-- start of EXTRACT PROVIDED --
Preparing for the Inevitable: 5 Steps to Follow When Technology Fails

Give your engineers the help they need to make the tough calls at crunchtime.

learn more about Patrick Hill

By Patrick Hill

gilaxia | Getty Images

Opinions expressed by Entrepreneur contributors are their own.

Amazon's massive internet outage in late March was a reminder that any company offering a public cloud service, however big or small, needs a plan for incident response. Outages are a fact of life; what matters is how you respond when they occur.

Having processes in place is essential, but those processes can't (and shouldn't try to) cover all eventualities. If something unexpected strikes at 3 a.m., your incident response team needs firm guidelines to help them decide how to act in the critical moments that follow.

Related: Why Every Small Business Needs a Backup and Disaster Recovery Plan

At Atlassian, we came up with five values that guide how we respond to incidents and minimize disruption. A lot gets written about "values," but they're more than something nice to hang on the wall. Our engineers look to these values to steer them through tough decisions they have to make under pressure.

Each value maps to a specific component of incident response. I'm sharing them here in the hope they'll be useful to your organization, too.

Detect

Value: Atlassian knows before our customers do

A well-designed service will have enough monitoring to detect and flag any issue before it becomes an incident. If your team isn't getting paged about imminent problems before they impact customers, you need to improve your monitoring and alerting.
-- end of EXTRACT PROVIDED --
-- start of GIVEN DATA --
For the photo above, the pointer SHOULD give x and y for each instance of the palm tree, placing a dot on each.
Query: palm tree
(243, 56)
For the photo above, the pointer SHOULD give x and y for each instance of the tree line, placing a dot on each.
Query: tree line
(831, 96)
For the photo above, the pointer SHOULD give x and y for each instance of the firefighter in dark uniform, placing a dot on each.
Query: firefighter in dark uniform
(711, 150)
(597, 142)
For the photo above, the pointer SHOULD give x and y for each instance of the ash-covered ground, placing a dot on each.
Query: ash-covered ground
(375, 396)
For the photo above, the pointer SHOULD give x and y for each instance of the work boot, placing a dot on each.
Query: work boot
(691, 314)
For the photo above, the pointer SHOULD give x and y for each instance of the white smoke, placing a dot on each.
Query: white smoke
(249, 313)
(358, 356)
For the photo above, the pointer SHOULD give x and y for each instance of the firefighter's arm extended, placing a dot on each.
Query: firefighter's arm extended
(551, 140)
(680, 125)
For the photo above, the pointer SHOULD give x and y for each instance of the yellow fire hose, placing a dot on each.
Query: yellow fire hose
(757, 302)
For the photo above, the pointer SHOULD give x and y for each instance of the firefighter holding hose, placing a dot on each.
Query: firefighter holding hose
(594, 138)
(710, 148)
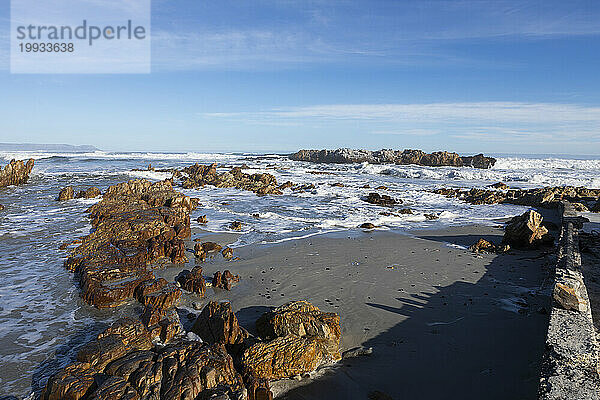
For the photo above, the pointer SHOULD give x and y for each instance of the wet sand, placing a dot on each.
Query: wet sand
(443, 322)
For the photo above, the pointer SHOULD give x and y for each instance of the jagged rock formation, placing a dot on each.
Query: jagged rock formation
(526, 231)
(68, 193)
(16, 172)
(136, 223)
(381, 199)
(486, 246)
(303, 338)
(405, 157)
(199, 175)
(548, 197)
(123, 364)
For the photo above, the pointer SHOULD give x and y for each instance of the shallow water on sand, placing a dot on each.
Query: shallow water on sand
(42, 318)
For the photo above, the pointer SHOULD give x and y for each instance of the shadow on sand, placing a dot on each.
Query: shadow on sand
(480, 340)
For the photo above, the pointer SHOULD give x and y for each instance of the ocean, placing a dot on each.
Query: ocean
(42, 318)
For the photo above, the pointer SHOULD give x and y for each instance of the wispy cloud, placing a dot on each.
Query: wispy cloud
(407, 32)
(484, 121)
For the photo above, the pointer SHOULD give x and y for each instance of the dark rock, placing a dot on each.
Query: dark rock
(526, 231)
(165, 298)
(299, 318)
(225, 280)
(201, 250)
(75, 382)
(258, 389)
(89, 193)
(478, 161)
(192, 281)
(381, 200)
(417, 157)
(367, 225)
(16, 172)
(489, 247)
(547, 197)
(218, 324)
(200, 175)
(180, 370)
(500, 185)
(136, 223)
(580, 207)
(287, 356)
(227, 253)
(66, 194)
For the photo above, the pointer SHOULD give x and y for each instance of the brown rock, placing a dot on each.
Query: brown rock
(287, 356)
(100, 352)
(74, 382)
(66, 193)
(218, 324)
(526, 231)
(16, 172)
(89, 193)
(500, 185)
(568, 297)
(136, 223)
(164, 298)
(209, 247)
(225, 280)
(200, 175)
(115, 388)
(486, 246)
(258, 389)
(227, 253)
(131, 332)
(191, 368)
(299, 318)
(580, 207)
(192, 281)
(381, 200)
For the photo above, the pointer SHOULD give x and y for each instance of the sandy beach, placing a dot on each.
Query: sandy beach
(443, 322)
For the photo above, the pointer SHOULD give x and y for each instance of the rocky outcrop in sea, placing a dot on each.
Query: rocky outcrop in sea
(404, 157)
(16, 172)
(584, 199)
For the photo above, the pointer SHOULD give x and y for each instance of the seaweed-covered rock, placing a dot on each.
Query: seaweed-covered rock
(180, 370)
(381, 200)
(483, 245)
(66, 193)
(405, 157)
(136, 223)
(192, 281)
(287, 356)
(16, 172)
(225, 280)
(526, 231)
(89, 193)
(299, 318)
(218, 324)
(199, 175)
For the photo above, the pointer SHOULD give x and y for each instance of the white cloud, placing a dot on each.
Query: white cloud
(487, 121)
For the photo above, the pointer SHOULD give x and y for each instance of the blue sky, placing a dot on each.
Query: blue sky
(467, 76)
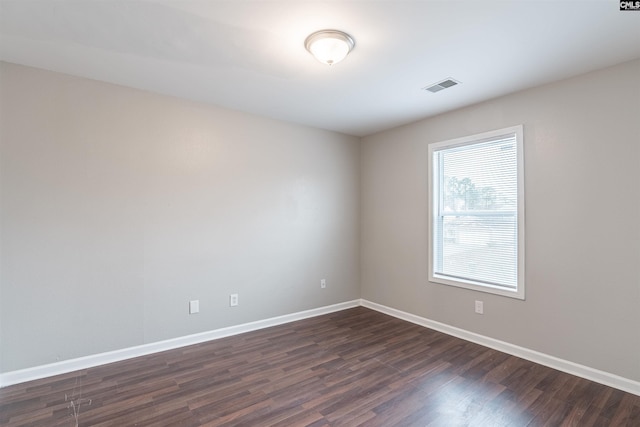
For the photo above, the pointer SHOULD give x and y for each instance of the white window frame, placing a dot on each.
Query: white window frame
(519, 291)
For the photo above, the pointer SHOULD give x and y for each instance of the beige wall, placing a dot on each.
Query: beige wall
(119, 206)
(582, 190)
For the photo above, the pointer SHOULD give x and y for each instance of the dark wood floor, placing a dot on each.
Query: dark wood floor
(352, 368)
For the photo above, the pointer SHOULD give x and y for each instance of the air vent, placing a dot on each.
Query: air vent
(445, 84)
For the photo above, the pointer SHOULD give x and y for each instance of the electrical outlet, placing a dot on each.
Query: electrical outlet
(194, 306)
(233, 300)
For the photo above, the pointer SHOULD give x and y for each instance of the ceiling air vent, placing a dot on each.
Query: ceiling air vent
(445, 84)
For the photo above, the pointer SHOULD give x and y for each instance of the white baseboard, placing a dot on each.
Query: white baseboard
(43, 371)
(582, 371)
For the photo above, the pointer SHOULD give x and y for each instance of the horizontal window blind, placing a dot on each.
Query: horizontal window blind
(476, 222)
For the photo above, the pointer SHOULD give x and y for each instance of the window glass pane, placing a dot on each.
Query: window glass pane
(475, 220)
(480, 248)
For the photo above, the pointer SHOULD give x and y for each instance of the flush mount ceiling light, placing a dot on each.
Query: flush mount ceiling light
(329, 46)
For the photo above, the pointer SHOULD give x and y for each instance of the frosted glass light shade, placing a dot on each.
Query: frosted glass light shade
(329, 46)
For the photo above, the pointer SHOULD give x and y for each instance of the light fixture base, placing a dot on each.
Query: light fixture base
(329, 46)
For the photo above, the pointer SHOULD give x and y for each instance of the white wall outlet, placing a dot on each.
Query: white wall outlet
(194, 306)
(233, 300)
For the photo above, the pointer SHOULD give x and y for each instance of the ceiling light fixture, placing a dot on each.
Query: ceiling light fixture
(329, 46)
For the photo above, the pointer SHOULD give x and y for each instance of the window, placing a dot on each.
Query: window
(477, 212)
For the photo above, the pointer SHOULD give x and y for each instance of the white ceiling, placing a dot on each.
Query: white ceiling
(250, 55)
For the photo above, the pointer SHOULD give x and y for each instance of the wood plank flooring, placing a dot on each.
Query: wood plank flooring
(356, 367)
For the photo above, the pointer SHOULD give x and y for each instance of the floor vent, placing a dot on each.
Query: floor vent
(445, 84)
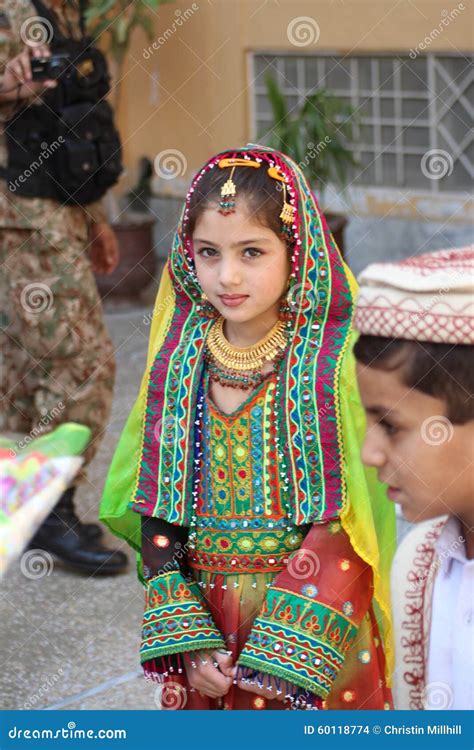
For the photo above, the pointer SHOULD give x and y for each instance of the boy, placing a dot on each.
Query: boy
(415, 361)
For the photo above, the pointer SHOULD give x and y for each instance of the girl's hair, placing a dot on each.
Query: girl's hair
(261, 194)
(444, 371)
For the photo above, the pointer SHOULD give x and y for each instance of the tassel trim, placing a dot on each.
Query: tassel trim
(300, 698)
(163, 666)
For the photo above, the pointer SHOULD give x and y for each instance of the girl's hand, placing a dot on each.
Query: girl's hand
(269, 689)
(209, 672)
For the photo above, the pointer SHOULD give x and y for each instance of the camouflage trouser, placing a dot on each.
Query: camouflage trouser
(57, 357)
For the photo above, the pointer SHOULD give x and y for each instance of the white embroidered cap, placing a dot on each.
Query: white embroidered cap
(424, 298)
-- end of GIVEN DATA --
_EXERCISE REQUIREMENTS:_
1 - Shorten the paragraph in the incident response article that begins "Having processes in place is essential," keeping its main facts.
2 - Reproduce the incident response article word for word, starting with "Related: Why Every" and going on through "monitoring and alerting.".

_SOLUTIONS BELOW:_
1 - Processes are essential but can't cover every situation, so an incident response team needs firm guidelines for deciding how to act when something unexpected strikes at 3 a.m.

2 -
Related: Why Every Small Business Needs a Backup and Disaster Recovery Plan

At Atlassian, we came up with five values that guide how we respond to incidents and minimize disruption. A lot gets written about "values," but they're more than something nice to hang on the wall. Our engineers look to these values to steer them through tough decisions they have to make under pressure.

Each value maps to a specific component of incident response. I'm sharing them here in the hope they'll be useful to your organization, too.

Detect

Value: Atlassian knows before our customers do

A well-designed service will have enough monitoring to detect and flag any issue before it becomes an incident. If your team isn't getting paged about imminent problems before they impact customers, you need to improve your monitoring and alerting.